**** Teks yang Disediakan ****

Pidana penjara sementara waktu, paling rendah 1 hari dan paling lama 15 tahuun(12 ayat2). Pidana penjara sementara dapat dijatuhkan lebih dari 15 tahun secara berturut-turut, yakni dalam hal yang ditentukan dalam pasal 12 ayat 3 yakni:
  1. dalam hal kejahatan-kejahatan yang hakim boleh memilih apakah akan menjatuhkan pidana mati atau pidana penjara seumur hidup atau penjara sementara 20 tahun. Dalam hal kejahatan-kejahatan tertentu.
  2. Dalam hal telah terjadinya perbarengan, pengulangan, kejahatan-kejahatan yang berkaiatan dengan pasal 52.
Jadi jelas, untuk pidana penjara sementara secara waktu tidak boleh ebih dari 20 tahun secara berturut-turut (pasal 12 ayat 4)[4]
            Menurut pasal 13 KUHP, nara pidana itu dibagi dalam beberapa kelas, pembagian kelas ini diatur lebih lanjut dalam pasal 49 peraturan kepenjaraan, yaitu:
  1. kelas I, yaitu bagi narapidana penjara seumur hidup dan narapina penjara sementara yang membahayakan orang lain/ masyarakat.
  2. Kelas II, yaitu:
1)     bagi narapidana penjara yang dipidana penjara lebih dari 3 bulan yang tidak termasuk kelas I tersebut diatas.
2)     Bagi narapidana yang dipidana penjara sementara yang telah dinaikan dari kelas pertrtama . bagi narapidana kelas I jika kemudian ternyata berkelakukan baik, maka ia dapat di naikan ke kelas II
3)     Narapidana yang dipidana sementara yang karena alas an pelanggaran –pelanggaran tertentu, di turunkan menajdi kelas II dan III
  1. Narapidana kelas III yaitu bagi narapidana yang dipidana sementara  yang telah dinaikan dari kelas II , karena telah terbukti berkelakuan baik dan menjadi contoh bagi nara pidana lain.
  2. Kelas VI, yaitu bagi narapidana yang dipidana penjara sementara  paling tinggi 3 bulan. [5]
2. Tujuan Pemidanaan.

****

### Tantangan
1. Perbarui bagian teks tentang pidana penjara dari "2. Dalam hal" sampai "I tersebut diatas." dengan mengganti "narapidana" menjadi "warga binaan".
2. Menurut teks tentang pidana penjara, Kelas II berlaku bagi narapidana yang dipidana penjara lebih dari berapa lama?
3. Lanjutkan teks tentang pidana penjara dari bagian terakhirnya.
Baris-baris data berasal dari sumber lain, bukan dari teks tentang pidana penjara.

**** Data yang Disediakan ****

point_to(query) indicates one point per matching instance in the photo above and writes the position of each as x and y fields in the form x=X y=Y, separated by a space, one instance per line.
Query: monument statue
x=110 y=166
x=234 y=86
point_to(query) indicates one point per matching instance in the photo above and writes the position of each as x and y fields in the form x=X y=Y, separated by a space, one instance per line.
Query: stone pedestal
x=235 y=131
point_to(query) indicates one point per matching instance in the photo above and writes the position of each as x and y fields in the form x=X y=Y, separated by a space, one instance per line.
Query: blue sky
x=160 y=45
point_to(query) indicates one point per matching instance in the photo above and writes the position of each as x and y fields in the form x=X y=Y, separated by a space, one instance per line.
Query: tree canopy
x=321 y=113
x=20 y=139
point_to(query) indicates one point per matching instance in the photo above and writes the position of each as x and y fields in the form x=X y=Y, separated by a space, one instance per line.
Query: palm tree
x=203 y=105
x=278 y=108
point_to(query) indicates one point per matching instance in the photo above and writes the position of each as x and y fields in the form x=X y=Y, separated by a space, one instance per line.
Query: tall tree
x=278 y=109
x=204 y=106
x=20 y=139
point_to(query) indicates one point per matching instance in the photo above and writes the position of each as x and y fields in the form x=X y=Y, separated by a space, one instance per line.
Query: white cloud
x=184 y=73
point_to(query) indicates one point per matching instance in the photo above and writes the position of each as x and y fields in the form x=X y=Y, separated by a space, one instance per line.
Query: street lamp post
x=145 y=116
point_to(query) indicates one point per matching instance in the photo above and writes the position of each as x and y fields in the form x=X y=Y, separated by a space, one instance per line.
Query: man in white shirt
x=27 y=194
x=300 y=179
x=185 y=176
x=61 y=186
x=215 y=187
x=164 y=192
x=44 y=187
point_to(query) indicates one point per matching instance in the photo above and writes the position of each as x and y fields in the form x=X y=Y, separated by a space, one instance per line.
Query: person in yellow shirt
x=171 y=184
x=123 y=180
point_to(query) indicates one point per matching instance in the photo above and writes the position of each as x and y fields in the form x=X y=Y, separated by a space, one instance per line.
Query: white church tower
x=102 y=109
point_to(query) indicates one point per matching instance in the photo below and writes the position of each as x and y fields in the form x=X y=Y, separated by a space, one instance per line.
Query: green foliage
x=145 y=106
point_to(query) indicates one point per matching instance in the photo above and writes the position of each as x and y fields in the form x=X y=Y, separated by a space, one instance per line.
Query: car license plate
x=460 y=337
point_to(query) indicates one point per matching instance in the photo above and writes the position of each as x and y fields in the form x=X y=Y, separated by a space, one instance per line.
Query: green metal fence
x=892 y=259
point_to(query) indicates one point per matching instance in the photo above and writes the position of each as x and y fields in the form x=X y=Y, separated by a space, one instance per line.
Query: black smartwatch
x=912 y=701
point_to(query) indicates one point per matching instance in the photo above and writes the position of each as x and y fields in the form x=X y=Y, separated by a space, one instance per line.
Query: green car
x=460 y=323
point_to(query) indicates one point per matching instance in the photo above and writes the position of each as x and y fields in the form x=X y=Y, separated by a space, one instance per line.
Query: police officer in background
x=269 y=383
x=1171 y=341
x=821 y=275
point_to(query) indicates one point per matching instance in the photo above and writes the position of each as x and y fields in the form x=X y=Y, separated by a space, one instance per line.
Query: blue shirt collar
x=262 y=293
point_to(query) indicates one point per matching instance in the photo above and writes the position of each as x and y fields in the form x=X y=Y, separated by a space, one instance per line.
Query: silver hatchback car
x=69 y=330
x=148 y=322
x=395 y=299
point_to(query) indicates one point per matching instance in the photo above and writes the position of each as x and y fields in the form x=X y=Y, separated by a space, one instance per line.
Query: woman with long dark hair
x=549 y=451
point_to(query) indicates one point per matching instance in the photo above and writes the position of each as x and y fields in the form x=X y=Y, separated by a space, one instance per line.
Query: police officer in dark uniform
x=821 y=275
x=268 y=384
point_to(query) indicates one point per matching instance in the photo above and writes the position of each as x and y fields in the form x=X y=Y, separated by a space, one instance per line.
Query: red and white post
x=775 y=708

****

### Hasil per Tugas
1.
2. Dalam hal telah terjadinya perbarengan, pengulangan, kejahatan-kejahatan yang berkaiatan dengan pasal 52.
Jadi jelas, untuk pidana penjara sementara secara waktu tidak boleh ebih dari 20 tahun secara berturut-turut (pasal 12 ayat 4)[4]
            Menurut pasal 13 KUHP, nara pidana itu dibagi dalam beberapa kelas, pembagian kelas ini diatur lebih lanjut dalam pasal 49 peraturan kepenjaraan, yaitu:
  1. kelas I, yaitu bagi warga binaan penjara seumur hidup dan narapina penjara sementara yang membahayakan orang lain/ masyarakat.
  2. Kelas II, yaitu:
1)     bagi warga binaan penjara yang dipidana penjara lebih dari 3 bulan yang tidak termasuk kelas I tersebut diatas.

2. Lebih dari 3 bulan.

3.
Menurut van Hammel arti dari pidana atau straf menurut hukum positif dewasa ini adalah :
“Suatu penderitaan yang bersifat khusus, yang telah dijatuhkan oleh kekuasaan yang berwenang untuk menjatuhkan pidana atas nama negara sebagai penanggung jawab dari ketertiban hukum umum bagi seorang pelanggaran, yakni semata-mata karena orang tersebut telah melanggar suatu peraturan hukum yang harus ditegakkan oleh negara”
Menurut Simons, pidana atau straf itu adalah: “suatu penderitaan yang oleh Undang-Undang pidana telah dikaitkan dengan pelanggaran terhadap suatu norma, yang dengan suatu putusan hakim telah dijatuhkan bagi seseorang yang bersalah”.
1. Absolute atau vergeldingstheorie (vergelden : imbalan).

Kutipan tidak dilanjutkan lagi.